• **Aim of the task**
Set every entry below down once more, exactly as it stands, without images.

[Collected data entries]
"""

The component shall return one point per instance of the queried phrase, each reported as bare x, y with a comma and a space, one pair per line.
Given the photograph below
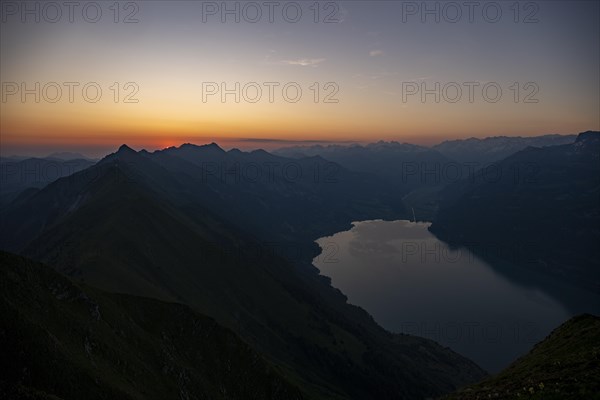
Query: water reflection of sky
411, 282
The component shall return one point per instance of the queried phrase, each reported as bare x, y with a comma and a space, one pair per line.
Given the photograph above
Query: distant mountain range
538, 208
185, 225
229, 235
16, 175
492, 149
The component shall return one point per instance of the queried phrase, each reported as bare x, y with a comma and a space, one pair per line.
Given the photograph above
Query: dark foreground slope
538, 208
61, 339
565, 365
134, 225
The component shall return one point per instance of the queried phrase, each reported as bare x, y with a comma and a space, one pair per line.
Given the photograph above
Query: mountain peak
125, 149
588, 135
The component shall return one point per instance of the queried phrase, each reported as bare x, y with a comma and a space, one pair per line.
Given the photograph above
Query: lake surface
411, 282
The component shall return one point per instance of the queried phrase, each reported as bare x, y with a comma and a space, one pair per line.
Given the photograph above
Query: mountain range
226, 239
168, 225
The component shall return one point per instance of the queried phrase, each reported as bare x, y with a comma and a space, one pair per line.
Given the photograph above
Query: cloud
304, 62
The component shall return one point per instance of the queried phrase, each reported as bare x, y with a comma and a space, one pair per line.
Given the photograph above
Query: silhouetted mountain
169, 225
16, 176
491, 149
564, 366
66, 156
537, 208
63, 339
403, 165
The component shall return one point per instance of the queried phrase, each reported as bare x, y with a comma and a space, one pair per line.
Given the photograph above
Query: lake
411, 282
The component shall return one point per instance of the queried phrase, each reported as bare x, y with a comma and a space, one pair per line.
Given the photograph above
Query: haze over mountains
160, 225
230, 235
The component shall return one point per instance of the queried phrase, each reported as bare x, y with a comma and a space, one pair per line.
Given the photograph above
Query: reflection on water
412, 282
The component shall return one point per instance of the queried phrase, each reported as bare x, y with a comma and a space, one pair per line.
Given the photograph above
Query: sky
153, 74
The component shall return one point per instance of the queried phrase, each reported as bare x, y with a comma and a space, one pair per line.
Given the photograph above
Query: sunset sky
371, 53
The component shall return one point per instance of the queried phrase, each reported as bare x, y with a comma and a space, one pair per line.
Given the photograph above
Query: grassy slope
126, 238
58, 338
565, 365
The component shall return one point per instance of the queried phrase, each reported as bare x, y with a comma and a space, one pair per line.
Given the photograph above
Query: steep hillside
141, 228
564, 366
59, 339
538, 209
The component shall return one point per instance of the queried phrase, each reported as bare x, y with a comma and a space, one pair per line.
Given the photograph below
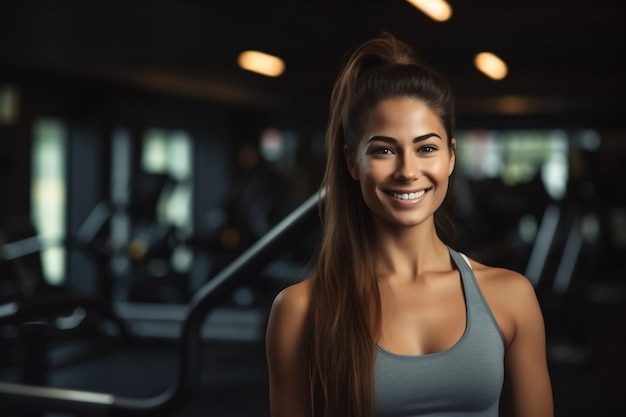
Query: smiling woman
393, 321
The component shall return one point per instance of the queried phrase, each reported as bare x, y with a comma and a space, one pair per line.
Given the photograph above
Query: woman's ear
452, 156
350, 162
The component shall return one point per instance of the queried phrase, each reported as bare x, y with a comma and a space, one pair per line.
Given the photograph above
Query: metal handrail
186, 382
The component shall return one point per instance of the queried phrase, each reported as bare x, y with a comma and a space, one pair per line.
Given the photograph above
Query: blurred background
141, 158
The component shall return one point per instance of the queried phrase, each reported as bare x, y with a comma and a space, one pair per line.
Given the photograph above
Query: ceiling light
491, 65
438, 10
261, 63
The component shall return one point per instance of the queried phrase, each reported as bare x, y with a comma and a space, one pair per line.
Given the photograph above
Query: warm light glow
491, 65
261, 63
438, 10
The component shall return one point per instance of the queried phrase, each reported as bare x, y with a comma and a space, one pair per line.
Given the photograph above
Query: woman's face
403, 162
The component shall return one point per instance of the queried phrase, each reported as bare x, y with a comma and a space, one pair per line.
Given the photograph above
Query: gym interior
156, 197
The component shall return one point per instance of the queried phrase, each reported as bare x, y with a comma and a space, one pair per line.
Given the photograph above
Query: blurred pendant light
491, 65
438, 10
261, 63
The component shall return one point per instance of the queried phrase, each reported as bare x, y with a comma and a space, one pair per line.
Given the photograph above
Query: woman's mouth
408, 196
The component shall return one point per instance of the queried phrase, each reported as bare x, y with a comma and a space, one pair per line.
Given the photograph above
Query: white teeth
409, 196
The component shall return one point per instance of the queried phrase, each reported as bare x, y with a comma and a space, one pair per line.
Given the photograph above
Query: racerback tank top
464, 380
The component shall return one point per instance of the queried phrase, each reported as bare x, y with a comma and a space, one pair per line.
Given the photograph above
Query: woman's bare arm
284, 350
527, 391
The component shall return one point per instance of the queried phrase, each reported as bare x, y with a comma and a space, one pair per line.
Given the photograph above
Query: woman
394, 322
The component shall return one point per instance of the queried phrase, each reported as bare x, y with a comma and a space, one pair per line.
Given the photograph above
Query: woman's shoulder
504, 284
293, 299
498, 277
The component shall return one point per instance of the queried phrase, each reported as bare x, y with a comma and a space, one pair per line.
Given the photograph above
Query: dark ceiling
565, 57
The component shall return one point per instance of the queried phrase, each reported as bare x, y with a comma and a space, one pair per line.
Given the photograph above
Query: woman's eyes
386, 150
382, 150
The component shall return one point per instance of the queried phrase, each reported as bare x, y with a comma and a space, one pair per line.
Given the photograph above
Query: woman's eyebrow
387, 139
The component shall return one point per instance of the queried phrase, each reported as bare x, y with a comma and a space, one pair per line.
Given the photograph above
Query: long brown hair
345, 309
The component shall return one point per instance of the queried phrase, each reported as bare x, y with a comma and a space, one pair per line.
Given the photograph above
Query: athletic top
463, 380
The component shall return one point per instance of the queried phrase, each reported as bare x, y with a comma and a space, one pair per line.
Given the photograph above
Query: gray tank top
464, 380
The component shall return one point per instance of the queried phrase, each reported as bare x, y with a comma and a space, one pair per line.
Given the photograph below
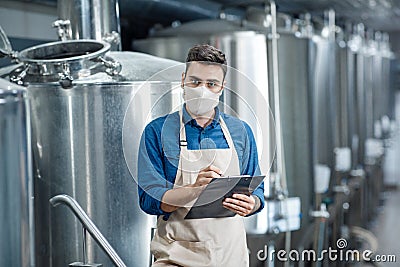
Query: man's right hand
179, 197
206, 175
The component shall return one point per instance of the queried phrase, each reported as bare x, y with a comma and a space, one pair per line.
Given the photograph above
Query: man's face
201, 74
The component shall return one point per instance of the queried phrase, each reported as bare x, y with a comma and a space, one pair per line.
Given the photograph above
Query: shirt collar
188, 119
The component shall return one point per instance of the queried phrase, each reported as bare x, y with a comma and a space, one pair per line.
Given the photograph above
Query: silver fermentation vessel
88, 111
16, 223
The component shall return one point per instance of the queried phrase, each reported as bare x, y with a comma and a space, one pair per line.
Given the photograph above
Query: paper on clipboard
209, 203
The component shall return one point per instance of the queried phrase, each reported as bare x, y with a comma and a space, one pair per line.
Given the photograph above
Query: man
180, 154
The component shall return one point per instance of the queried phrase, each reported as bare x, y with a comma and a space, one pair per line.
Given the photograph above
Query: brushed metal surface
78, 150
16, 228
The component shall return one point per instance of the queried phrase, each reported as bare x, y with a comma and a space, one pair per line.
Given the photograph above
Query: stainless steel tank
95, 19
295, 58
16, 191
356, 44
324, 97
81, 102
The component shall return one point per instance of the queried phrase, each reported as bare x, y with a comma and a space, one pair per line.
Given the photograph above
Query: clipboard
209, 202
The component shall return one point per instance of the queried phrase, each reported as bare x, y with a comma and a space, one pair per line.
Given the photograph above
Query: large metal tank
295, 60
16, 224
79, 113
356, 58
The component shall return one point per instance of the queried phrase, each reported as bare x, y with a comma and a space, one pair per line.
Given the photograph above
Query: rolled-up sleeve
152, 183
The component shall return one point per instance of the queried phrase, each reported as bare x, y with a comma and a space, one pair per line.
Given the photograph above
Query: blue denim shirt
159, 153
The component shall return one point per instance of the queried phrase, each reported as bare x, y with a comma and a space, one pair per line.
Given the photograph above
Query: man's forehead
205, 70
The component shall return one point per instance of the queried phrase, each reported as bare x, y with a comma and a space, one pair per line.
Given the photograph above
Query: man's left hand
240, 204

"""

• **Exercise answer**
The component shall return one point per instance of the queried phrase, each reported as bare x, y with a comma and a space, one pair per line.
Given the photograph below
Query: water reflection of sky
411, 282
The component shall return one point per instance of the queried phrase, each reported as bare x, y with a comma and a space, one pair per line.
Given the photograph above
Query: distant mountain range
538, 208
185, 225
229, 235
16, 175
492, 149
The component shall return one point per instance of the queried phrase, each reported as bare x, y with a comma and a space, one pair per line.
Given the photograph above
Query: dark foreground slope
538, 208
61, 339
565, 365
134, 225
The component shall return one point per instance of the queried phrase, each reported as bare x, y with a comma and a space, one pair per line.
Given the photograph above
Query: mountain peak
125, 149
588, 135
The component shall return one point per instance of the queried phrase, each reported as bare x, y with a comma and a space, one pair per line.
Given the photograph above
Query: lake surface
411, 282
The component shall return one point per instance of the queried phrase, each reported as bare x, y with a comma and a space, one pair per line.
Given the photograph above
Query: mountain range
226, 239
168, 225
The component shall return one point per instance of the queried phrase, each reported as bare x, y with a comma and a space, one pair per line.
Given the photograph above
Query: cloud
304, 62
The component shall return one point per instance of the queried phrase, each reported as bare x, y with a comma and a space, one pair per line.
Given the photograph above
Query: silhouetted mountain
169, 225
16, 176
491, 149
564, 366
66, 156
537, 208
63, 339
403, 165
The component shall return one point per instance of the queried phrase, each reported as bare x, y with a comma and a space, one pair per line.
Given the photograph above
Query: lake
411, 282
The component shall return one point per instance of the queried phrase, each reported as bare x, y with a comma and a space, one pair per line.
Given the photograph above
Query: haze over mountains
160, 225
230, 235
The component shall return one point per instance of the queried phrase, each reported as bare x, y with a comma and a space, one pair per line.
Given the photograph above
Query: reflection on water
412, 282
The component shall return one point per instance of the queried phrase, each reported as bare x, y with a comma and a space, one pair per line.
Given the photograph above
Query: sky
153, 74
The component shall return one point per instance of the queried phrase, each reported as bare x, y with a comma and a space, one pair per line.
Given the photograph above
Query: sunset sky
371, 53
The component shall return one point per instance of the queried phrase, each reported as bare x, y with a comma and a space, one pair per line.
Given the photograph above
Query: grassy slope
126, 238
58, 338
565, 365
The component shall return one point per instance of the queried phrase, each reported as bare x, y with a comma and a space, one pair per line.
Given the photograph above
Query: steep hillside
141, 228
564, 366
59, 339
538, 209
The component shall return one point per instance of the queried phrase, each reported as bare x, y with a comma and a space, one pair per line.
Given the photograph below
Query: smiling woman
393, 321
The component shall return one point per instance of the queried phrase, each reported as bare x, y with a comma and a space, one pair per line.
Given the photograph above
Query: woman's ear
452, 156
350, 162
The component shall return one point per instance of the queried phrase, each reported as bare x, y with a comma and a space, one pair per line.
Given the photograph above
Query: metal handrail
186, 382
The component shall return one point per instance of the queried phrase, each reported as bare x, y with a comma and a space, one pair per line.
Given the photograph above
Query: blurred background
141, 158
The component shall return one point per instance of the queried phrase, each reported as bare x, y with a comma and a space, one pair per line.
Given the photograph above
Query: ceiling light
491, 65
438, 10
261, 63
The component shall return one point per instance of the queried phrase, each reported as bare x, y with a comma and a space, one pair per line.
Given the photograph above
Query: warm light glow
491, 65
261, 63
438, 10
The component shall return one point per instance of the queried phrase, each reported as bare x, y with a comma and a space, one pair per line.
Given the photograph above
Query: woman's face
403, 162
The component shall return one point per instance of the queried phrase, each reported as bare x, y with a comma and a space, one pair per line.
Given the photograph above
Query: gym interior
156, 197
The component shall return one point per instance of the queried phrase, each reported as bare x, y with a comma and a space, one pair per line.
Given the photograph above
Query: blurred pendant light
491, 65
438, 10
261, 63
The component shall return one point per instance of the queried phrase, each reported as bare x, y with a comma and a space, one pair per line.
Given the photograph above
Query: woman's mouth
408, 196
The component shall return one point per instance of the queried phrase, each reported as bare x, y with a comma and a space, one pair per line.
Given the photograph above
Query: white teeth
409, 196
The component shall return one point per instance of the queried phrase, each reported as bare x, y with a comma and a space, one pair per line.
Given the photograph above
Query: racerback tank top
464, 380
The component shall return one point per instance of the queried phrase, each reported as bare x, y with a comma and a space, one pair per line.
Given the photograph above
Query: woman's bare arm
284, 350
527, 391
The component shall return one point per instance of the queried phrase, each reported as bare x, y with a comma and a space, one pair per line.
Given the photograph above
Query: woman
394, 322
The component shall return one point per instance of the queried phrase, each reported as bare x, y with a comma and a space, one pair per line.
Given the photograph above
Query: woman's shoulder
504, 284
293, 299
498, 277
The component shall return one point per instance of the queried phrase, each reported as bare x, y with a comma and a space, one pair per line.
Given the photograph above
Query: dark ceiling
565, 57
The component shall return one point per instance of the queried phrase, each reported as bare x, y with a comma and a space, one pair per line.
Given the photograph above
Query: woman's eyes
386, 150
382, 150
The component shall return one point per instance of the queried phrase, each reported as bare x, y with a comma and a space, one pair per line.
Given the photograph above
Query: woman's eyebrow
387, 139
The component shall return one point per instance of the queried phrase, each reported as bare x, y with a comma and a space, one pair per line.
Given the photograph above
Query: long brown hair
345, 309
The component shall return one point per instance of the queried phrase, each reported as bare x, y with a comma and a space, one pair per line.
Given the photograph above
Query: athletic top
463, 380
The component shall return one point per instance of the queried phrase, each reported as bare x, y with a comma and a space, one pair per line.
Given the photograph above
Query: gray tank top
464, 380
The component shall return one point per instance of the queried phrase, each reported as bare x, y with a comma and a space, one pair per line.
Given the photograph below
Query: man's right hand
179, 197
206, 175
The component shall return one point per instance of the queried phrase, each reported as bare x, y with a comma and a space, one pair per line.
Given the photograph above
Query: man's face
201, 74
The component shall return one point per instance of the queried phrase, each reported as bare x, y with a comma and a space, one pair per line.
Given the photograph above
Query: shirt collar
188, 119
The component shall return one point per instance of the queried phrase, each reported as bare x, y with a comma and a space, one pair per line.
Given the photograph above
Query: silver fermentation vessel
88, 111
16, 223
The component shall return one point per instance of the queried phrase, each reported as bare x, y with a comma and a space, one pair per line.
Given the photograph above
Query: paper on clipboard
209, 203
The component shall return one point per instance of the queried phrase, each reported as bare x, y with a comma and a space, one pair per line.
Given the photograph above
Query: man
180, 154
The component shall return one point per instance of the queried phrase, each reported as bare x, y with a comma and a space, one pair per line.
Given the photograph above
Query: brushed metal surface
78, 150
16, 228
The component shall return one point per instance of the queried phrase, each reported as bare x, y with a comma and a space, one pair per line.
Given the photograph above
Query: stainless steel tank
95, 19
295, 58
16, 191
356, 44
324, 97
81, 102
The component shall return one point per instance of the queried phrase, each reported as bare x, y with a comma and a space, one pair per line.
Given the photograph above
Query: clipboard
209, 202
The component shall return one point per instance of the queried phrase, each reported as bare x, y with a comma and a space, one pair per line.
Given the photograph above
Query: large metal tank
295, 60
16, 224
79, 113
356, 58
The component shall return one point per instance of the queried phrase, each reported as bare x, y with a comma and a space, one pair per line.
Given the photograph above
Query: rolled-up sleeve
152, 183
The component shall return one point per instance of the queried phrase, each reported as bare x, y with a comma and a space, one pair per line.
Given the photograph above
Query: blue denim shirt
159, 153
The component shall return one point per instance of the queried phrase, each reported as bare x, y with a comma and a space, one pair per line.
Given the photograph above
Query: man's forehead
205, 70
The component shall return one point per instance of the queried phrase, each reported as bare x, y with a comma and a space, one pair per line.
Given the photograph above
Query: man's left hand
240, 204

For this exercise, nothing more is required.